- [To do]: What lines in the records below hold the string "tree"? Please show them.

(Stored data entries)
______________________________

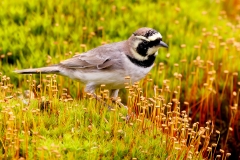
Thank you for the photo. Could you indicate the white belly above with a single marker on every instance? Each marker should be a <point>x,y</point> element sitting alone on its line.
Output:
<point>113,79</point>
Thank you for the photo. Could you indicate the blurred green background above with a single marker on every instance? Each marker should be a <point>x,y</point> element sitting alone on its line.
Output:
<point>203,38</point>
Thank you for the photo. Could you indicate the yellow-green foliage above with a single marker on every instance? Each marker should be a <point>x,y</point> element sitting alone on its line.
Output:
<point>199,73</point>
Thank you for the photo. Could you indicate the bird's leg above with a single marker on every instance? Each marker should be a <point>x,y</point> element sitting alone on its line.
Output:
<point>100,100</point>
<point>113,95</point>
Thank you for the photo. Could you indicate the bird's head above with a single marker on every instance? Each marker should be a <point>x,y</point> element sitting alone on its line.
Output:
<point>145,42</point>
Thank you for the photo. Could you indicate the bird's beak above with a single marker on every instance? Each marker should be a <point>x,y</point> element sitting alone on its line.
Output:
<point>162,44</point>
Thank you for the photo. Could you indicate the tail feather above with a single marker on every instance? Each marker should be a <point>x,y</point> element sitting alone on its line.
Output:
<point>43,70</point>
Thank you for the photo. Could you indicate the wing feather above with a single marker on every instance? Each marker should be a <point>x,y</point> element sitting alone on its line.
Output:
<point>100,58</point>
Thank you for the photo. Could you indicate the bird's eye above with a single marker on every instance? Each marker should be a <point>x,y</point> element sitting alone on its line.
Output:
<point>145,42</point>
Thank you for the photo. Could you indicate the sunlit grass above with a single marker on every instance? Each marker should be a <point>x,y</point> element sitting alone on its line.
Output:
<point>196,80</point>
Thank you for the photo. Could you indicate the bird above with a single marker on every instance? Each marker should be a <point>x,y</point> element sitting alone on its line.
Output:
<point>109,64</point>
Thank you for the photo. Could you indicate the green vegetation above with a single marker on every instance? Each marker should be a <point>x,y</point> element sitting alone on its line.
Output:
<point>178,111</point>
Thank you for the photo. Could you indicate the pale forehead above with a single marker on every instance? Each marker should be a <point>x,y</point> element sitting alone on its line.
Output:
<point>147,34</point>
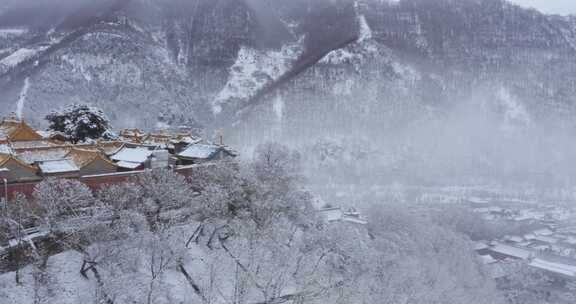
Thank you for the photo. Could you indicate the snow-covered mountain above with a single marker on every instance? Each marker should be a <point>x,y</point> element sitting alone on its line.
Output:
<point>300,69</point>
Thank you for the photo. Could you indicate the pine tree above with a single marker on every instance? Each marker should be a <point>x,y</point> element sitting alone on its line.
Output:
<point>80,123</point>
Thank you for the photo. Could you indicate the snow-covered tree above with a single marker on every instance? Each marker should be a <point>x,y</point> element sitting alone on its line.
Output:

______________________________

- [Response area]:
Thank you for the photo. Could you indicate the pine tree above with a single marker on every instance? Each marker should be a <point>x,y</point> element sitting alone on its line.
Thank you for the photo. Could you indicate the snow-covered tree above with a single marker on every instance? Each marker should be a <point>x,y</point> element sitting alone on its line.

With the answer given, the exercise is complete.